**TO-DO LIST:**
a - Answer these questions from the text on security by design, one answer per line, each marked like its question.
(i) How many principles does the text say it will present?
(ii) In whose honor is Linus's Law named?
(iii) In Linux, where are most logs stored?
b - Decide whether each statement agrees with the text on security by design. Answer yes or no and quote the words of the text that settle it.
(i) Security by obscurity waits until a patch is released before reporting a bug.
(ii) A secure system is designed mainly for normal operation.
(iii) Open design is foolproof.
c - Copy the passage of the text on security by design from "Here are 10" to "be given attention.", and switch "web browser" to "file manager".

··· PAGE

Security by design is guided by a handful of basic principles that can be found throughout a system. A few of these principles have generally agreed upon names; others do not. All the same, if you study security by design, you will see the same ideas consistently referenced. There is general agreement about what matters, although not in nomenclature.

Here are 10 of the most commonly mentioned principles that govern security by design, and some of the ways that they affect Linux computing.

Pessimism

A secure system is not designed primarily for normal operation. Rather, it is designed and maintained to minimize the problems when something goes wrong – from a perspective of pessimism. You can often see this principle at work in bug reports. The description of the bug can make it seem like it would often never occur or would require some unlikely circumstance such as a user running a web browser as root. Yet even low probability events sometimes happen, so bugs are patched as rapidly as possible in free software development. At the most, bugs are given a priority, and those with the lowest priority may be patched last. Sooner or later, though, all bugs will be given attention.

Open Design

One major advantage of free software is that development is public. Anyone can access the code, and the engineering standards are freely available, which means that with open design there is a greater chance of improvements or of bugs being detected. This principle was expressed in Eric S. Raymond’s The Cathederal and the Bazaar as “given enough eyeballs, all bugs are shallow.” It is named Linus’s Law in honor of Linus Torvalds.

The opposite of open design is security by obscurity, which is frequently considered a practice of proprietary software development. Instead of reporting a bug as soon as it discovered – the common practice in free software – security by obscurity delays reporting the bug until a patch is released. The problem with this practice is that no one knows if the bug is exploited during the wait for the patch, which can take months. By contrast, open design provides an incentive to write a speedy patch and allows more than one person or team to write a patch. Open design is not foolproof, and it is not always followed, but at the very least, it minimizes security risks.

System Logs

All transactions on a system should be logged so that a record of them exists. Although ordinary users might ignore logs, admins know that they are invaluable for troubleshooting. Logs are especially useful for complex applications like Git, in which constant changes and multiple development branches can easily make it hard for users to orient themselves or to be sure that they have done what they intended. However, even a simple utility, like fstrim, which optimizes SSD drives, can benefit from a log to show that it is performing as expected. In Linux, most logs are stored in /var/log and rotated periodically so that one file cannot easily fill an entire drive.

······
··· ROWS

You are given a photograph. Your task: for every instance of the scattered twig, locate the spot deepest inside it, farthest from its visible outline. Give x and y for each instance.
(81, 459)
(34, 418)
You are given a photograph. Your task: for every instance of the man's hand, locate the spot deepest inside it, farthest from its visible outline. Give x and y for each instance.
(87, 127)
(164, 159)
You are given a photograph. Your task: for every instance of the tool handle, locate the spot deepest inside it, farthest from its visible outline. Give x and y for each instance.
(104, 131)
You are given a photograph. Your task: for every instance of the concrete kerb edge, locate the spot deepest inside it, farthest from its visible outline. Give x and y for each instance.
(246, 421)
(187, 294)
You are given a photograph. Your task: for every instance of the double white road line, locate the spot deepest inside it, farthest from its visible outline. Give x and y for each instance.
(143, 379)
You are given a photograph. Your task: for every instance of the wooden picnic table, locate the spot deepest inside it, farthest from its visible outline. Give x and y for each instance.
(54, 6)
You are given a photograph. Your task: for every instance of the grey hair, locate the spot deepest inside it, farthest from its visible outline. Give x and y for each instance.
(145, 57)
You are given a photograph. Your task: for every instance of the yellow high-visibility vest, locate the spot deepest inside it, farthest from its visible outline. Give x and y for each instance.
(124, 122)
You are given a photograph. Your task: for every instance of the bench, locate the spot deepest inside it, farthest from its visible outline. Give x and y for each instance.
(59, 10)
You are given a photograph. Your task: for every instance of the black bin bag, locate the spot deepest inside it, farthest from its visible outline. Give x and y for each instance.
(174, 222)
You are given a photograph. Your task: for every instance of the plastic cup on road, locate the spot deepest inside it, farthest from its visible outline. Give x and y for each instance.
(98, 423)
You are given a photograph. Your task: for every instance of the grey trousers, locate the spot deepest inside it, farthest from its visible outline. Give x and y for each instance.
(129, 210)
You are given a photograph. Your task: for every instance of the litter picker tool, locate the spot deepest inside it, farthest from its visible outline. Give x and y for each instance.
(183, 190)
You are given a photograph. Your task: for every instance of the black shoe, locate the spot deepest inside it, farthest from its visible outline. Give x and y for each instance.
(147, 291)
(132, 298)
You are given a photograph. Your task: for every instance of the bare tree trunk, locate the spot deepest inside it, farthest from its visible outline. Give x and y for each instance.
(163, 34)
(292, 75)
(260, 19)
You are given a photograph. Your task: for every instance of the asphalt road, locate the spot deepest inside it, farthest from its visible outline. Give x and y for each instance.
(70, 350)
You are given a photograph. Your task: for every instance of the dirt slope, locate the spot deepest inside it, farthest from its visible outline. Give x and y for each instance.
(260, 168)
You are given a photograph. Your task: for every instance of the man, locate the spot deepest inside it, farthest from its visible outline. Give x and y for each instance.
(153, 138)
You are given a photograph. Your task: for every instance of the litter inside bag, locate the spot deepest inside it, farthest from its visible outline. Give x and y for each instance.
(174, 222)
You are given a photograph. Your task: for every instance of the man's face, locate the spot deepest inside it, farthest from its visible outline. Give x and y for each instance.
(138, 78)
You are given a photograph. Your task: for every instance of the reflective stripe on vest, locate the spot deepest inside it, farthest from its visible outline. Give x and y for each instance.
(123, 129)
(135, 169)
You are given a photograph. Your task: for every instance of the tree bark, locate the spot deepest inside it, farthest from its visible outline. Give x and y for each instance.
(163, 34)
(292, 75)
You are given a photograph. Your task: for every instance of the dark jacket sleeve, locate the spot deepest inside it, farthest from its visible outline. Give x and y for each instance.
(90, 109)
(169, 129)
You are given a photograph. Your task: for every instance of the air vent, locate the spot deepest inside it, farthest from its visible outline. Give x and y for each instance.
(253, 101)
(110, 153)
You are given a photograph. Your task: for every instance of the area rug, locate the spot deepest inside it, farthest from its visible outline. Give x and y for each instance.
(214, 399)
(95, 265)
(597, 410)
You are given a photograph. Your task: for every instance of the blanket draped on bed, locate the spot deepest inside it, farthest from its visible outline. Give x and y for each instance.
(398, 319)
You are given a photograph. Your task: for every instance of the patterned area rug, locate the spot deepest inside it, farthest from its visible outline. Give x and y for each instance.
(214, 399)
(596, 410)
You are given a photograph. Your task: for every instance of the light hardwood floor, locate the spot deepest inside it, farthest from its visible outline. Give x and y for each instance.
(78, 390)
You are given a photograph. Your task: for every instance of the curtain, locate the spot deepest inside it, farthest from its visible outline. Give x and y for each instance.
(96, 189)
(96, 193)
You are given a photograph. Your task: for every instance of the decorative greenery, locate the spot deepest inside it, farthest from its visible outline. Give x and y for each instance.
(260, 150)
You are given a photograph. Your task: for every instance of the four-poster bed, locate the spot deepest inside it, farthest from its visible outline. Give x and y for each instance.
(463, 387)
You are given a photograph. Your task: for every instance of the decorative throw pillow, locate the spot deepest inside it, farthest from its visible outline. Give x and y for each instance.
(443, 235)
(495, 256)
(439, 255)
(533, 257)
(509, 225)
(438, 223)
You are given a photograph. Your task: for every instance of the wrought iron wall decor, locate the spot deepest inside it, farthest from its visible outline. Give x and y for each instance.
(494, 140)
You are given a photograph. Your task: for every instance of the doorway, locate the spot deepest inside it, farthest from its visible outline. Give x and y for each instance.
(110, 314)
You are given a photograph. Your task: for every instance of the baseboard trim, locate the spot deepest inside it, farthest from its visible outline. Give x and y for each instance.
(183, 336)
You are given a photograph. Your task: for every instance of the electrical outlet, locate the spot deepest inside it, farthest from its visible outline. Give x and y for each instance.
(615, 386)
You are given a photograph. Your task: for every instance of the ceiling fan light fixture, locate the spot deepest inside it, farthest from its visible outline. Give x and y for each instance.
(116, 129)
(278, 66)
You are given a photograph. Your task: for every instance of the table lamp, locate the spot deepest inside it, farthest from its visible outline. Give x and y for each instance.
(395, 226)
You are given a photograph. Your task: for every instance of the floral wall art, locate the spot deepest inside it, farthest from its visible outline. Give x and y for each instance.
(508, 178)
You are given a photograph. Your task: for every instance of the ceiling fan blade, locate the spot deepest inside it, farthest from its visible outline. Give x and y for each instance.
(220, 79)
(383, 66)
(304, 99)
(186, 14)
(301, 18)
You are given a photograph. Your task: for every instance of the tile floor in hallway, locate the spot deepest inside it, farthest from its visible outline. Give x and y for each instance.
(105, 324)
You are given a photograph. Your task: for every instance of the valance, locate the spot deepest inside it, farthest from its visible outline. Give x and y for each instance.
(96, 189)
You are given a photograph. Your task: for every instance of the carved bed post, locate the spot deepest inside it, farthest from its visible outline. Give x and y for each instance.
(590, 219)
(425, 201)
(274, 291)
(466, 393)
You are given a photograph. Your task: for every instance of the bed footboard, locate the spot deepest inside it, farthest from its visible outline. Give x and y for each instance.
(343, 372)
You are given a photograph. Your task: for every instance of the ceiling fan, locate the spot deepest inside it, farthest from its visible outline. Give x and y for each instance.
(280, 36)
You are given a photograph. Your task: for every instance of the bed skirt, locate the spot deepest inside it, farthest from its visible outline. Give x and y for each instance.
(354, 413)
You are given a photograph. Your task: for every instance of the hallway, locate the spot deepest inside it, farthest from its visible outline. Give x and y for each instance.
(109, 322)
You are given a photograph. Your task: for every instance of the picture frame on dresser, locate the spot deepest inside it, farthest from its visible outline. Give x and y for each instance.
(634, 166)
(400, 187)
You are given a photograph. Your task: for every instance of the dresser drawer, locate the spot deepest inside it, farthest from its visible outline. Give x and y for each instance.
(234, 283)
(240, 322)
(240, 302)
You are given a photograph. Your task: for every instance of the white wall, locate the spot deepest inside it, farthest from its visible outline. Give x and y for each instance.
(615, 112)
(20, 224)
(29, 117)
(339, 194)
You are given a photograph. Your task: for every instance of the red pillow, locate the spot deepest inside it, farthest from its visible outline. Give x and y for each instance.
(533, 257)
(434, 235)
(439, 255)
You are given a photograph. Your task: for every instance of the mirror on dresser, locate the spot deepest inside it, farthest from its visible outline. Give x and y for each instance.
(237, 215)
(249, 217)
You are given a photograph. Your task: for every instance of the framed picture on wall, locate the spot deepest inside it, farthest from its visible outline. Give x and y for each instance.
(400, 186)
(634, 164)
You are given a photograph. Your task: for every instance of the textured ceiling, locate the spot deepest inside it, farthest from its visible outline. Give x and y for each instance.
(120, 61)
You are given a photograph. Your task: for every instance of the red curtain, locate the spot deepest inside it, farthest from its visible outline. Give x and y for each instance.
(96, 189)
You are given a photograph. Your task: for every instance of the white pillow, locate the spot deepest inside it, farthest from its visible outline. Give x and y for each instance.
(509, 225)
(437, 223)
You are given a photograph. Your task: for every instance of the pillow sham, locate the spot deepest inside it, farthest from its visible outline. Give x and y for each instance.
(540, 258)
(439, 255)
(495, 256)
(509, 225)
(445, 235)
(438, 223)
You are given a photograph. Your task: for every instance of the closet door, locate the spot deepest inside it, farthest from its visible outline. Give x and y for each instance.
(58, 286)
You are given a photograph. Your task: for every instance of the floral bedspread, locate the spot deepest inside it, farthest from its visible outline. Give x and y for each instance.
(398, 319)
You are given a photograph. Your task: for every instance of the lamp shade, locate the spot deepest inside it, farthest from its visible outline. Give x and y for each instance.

······

**CORRECT ANSWERS:**
a -
(i) 10
(ii) Linus Torvalds
(iii) /var/log

b -
(i) Yes: "security by obscurity delays reporting the bug until a patch is released"
(ii) No: "A secure system is not designed primarily for normal operation."
(iii) No: "Open design is not foolproof"

c -
Here are 10 of the most commonly mentioned principles that govern security by design, and some of the ways that they affect Linux computing.

Pessimism

A secure system is not designed primarily for normal operation. Rather, it is designed and maintained to minimize the problems when something goes wrong – from a perspective of pessimism. You can often see this principle at work in bug reports. The description of the bug can make it seem like it would often never occur or would require some unlikely circumstance such as a user running a file manager as root. Yet even low probability events sometimes happen, so bugs are patched as rapidly as possible in free software development. At the most, bugs are given a priority, and those with the lowest priority may be patched last. Sooner or later, though, all bugs will be given attention.